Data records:
────────
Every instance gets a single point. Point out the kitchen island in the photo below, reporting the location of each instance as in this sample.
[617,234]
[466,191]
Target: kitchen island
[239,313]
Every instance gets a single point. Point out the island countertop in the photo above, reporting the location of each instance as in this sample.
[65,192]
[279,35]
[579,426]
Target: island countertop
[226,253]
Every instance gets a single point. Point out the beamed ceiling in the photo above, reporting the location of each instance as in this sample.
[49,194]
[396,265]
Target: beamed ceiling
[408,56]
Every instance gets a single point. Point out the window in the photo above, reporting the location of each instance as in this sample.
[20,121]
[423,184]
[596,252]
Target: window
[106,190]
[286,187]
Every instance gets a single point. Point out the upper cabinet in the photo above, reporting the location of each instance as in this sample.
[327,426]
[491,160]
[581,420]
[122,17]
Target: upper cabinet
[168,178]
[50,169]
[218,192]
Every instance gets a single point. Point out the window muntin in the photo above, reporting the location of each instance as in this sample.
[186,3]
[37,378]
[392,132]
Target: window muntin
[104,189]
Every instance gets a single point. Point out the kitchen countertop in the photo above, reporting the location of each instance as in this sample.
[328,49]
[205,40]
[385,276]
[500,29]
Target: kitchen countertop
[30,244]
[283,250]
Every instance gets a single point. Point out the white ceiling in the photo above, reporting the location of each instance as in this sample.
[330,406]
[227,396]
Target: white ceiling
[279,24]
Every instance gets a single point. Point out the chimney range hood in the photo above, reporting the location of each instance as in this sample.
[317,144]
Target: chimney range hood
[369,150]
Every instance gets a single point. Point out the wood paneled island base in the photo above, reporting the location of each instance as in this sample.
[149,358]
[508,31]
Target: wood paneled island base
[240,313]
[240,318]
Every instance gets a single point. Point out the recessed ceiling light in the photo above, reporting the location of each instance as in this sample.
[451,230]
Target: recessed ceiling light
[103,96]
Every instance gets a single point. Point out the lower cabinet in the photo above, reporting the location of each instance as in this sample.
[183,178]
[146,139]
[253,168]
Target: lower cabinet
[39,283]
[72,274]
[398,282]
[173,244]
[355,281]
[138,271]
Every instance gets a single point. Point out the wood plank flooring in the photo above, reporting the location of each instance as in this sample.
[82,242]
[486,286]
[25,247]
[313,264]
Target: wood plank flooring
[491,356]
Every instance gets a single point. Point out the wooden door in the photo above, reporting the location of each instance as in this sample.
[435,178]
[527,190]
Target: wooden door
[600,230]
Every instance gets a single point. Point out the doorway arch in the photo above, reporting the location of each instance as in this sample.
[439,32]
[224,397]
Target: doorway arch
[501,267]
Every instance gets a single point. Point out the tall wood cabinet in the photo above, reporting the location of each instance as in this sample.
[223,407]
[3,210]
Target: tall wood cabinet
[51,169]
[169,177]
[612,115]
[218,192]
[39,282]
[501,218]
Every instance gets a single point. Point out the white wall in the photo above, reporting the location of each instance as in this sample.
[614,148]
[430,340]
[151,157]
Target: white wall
────────
Please restate each record exactly as it reads.

Your solution ▸
Every instance gets a single point. Point out the kitchen island in the photo below, reporting the location of each instance as in this sample.
[617,234]
[466,191]
Target: kitchen island
[239,313]
Every instance gets a single point. Point out the island countertop in the photo above, reporting the location of each instance as in this sample.
[65,192]
[279,35]
[579,426]
Target: island countertop
[226,253]
Every instance gets a single point. Point out the beamed ceiling in the photo above, reporting the location of each instance as in this sample.
[49,194]
[396,265]
Target: beamed ceiling
[408,56]
Every instance gets a single point. Point out the window in the photo above, reporting the location of each instance as in this sample.
[20,121]
[423,184]
[596,252]
Target: window
[106,190]
[286,187]
Every instance gets a single point. Point out the upper cabinet in the photo above, reporting the location of each instance as in this sample.
[327,426]
[491,160]
[581,420]
[122,17]
Target: upper cabinet
[168,178]
[50,169]
[218,192]
Every instance gets a single point. Point out the window muntin in the photo above, reporting the location of each instance as in this sample.
[186,3]
[37,378]
[392,132]
Target: window muntin
[104,189]
Every instance gets a single point. Point out the kitchen countertop in the photo above, reporting the location of each instance as in this sample.
[328,49]
[205,40]
[385,276]
[500,29]
Target: kitchen countertop
[30,244]
[283,250]
Every instance gets a single point. Point out the white ceiling in the photo above, reporting the location of each instance as in this sample.
[330,406]
[227,396]
Target: white ceiling
[279,24]
Every instance gets a single point. Point out the chimney range hood in the photo above, reporting the location of each instance as in this sample.
[317,144]
Target: chimney range hood
[369,150]
Every instance gets a single point. Point out the wood paneled island base in the photo above, reporting the location of each instance as in this sample.
[149,358]
[508,31]
Target: wood paneled island base
[240,313]
[240,318]
Every instance gets a single point. Point out the recessed ceiling light in the photo above, reporting the location of each instance as in this sample.
[451,230]
Target: recessed ceiling light
[103,96]
Every instance gets a single point. Point out the lower cabinet in the photo above, reporting the location of each instance as in this sample.
[183,178]
[146,139]
[253,168]
Target: lower cabinet
[39,283]
[72,274]
[398,282]
[173,244]
[355,281]
[138,271]
Every instance gets a single point. Point out the wood plank flooring in the photo above, reporting the location of each instance as in this sample.
[82,242]
[486,286]
[25,247]
[313,264]
Target: wood plank flooring
[491,356]
Every instance gets a single point. Point out the wooden door in the photo above, reporting the location of each instance as in this sample.
[435,178]
[527,190]
Target: wooden door
[600,230]
Every instance gets a single point. Point out the doorway arch in the photo above, reporting the location of each instance as in this sample.
[439,32]
[224,397]
Target: doorway arch
[501,267]
Every instance gets a single point. Point out the tall wood cabinet in the photo above, reporting the location of each instance as in this sample.
[223,407]
[3,210]
Target: tall wood cabinet
[51,169]
[169,177]
[612,115]
[218,192]
[39,282]
[501,218]
Every instance gets a single point. Point out the white wall in the photo above, reporting the location of each instance as in this sample.
[614,148]
[430,340]
[151,157]
Target: white wall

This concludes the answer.